## Do this
Return the listing below unchanged, reproducing every line in its original order.

## Records supplied

◇ ◇ ◇

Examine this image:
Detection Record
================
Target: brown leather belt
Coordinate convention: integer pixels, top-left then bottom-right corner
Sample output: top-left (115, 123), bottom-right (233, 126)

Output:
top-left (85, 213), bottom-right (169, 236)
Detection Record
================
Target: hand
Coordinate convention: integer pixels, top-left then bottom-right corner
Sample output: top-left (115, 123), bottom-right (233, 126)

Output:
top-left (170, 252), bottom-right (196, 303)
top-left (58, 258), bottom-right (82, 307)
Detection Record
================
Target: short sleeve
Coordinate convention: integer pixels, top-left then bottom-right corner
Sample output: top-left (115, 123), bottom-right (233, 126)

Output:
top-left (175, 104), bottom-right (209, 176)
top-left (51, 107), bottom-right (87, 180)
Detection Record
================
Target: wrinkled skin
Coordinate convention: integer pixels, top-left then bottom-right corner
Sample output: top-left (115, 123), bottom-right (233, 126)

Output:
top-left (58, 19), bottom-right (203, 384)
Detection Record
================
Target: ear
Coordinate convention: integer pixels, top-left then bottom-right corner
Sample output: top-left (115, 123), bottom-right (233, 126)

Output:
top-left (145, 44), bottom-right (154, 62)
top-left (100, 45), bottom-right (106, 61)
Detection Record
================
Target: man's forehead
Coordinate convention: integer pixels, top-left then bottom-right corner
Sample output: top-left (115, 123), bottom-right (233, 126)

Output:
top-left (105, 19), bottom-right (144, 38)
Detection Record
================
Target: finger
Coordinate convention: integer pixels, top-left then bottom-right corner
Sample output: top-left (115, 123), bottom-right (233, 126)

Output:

◇ ◇ ◇

## Worked solution
Examine this image:
Detection Record
================
Target: brown leather belt
Coordinate convention: integer pixels, top-left then bottom-right corner
Sample output: top-left (115, 123), bottom-right (233, 126)

Output:
top-left (85, 213), bottom-right (169, 236)
Detection Record
================
Target: hand
Coordinate convention: integer pixels, top-left then bottom-right corner
Sample output: top-left (115, 123), bottom-right (233, 126)

Output:
top-left (170, 252), bottom-right (196, 303)
top-left (58, 258), bottom-right (82, 307)
Detection Record
================
Target: short sleeve
Coordinate convention: integer pixels, top-left then bottom-right corner
Sample output: top-left (115, 123), bottom-right (233, 126)

Output:
top-left (175, 104), bottom-right (209, 176)
top-left (51, 107), bottom-right (87, 180)
Detection Record
================
Target: wrinkled skin
Coordinate convention: integer pixels, top-left then bottom-right corner
Sample output: top-left (115, 123), bottom-right (233, 126)

Output:
top-left (58, 19), bottom-right (203, 384)
Detection Record
================
Target: ear
Coordinate convention: integer pixels, top-left then bottom-right corner
Sample output: top-left (115, 123), bottom-right (233, 126)

Output:
top-left (145, 44), bottom-right (154, 62)
top-left (100, 45), bottom-right (106, 61)
Detection Record
================
Target: man's forehead
Coordinate convention: integer pixels, top-left then bottom-right corner
Sample output: top-left (115, 123), bottom-right (233, 126)

Output:
top-left (105, 19), bottom-right (144, 38)
Detection Record
================
Target: finger
Coordinate convention: integer pixels, top-left then bottom-right corner
Sample output: top-left (115, 123), bottom-right (233, 126)

Output:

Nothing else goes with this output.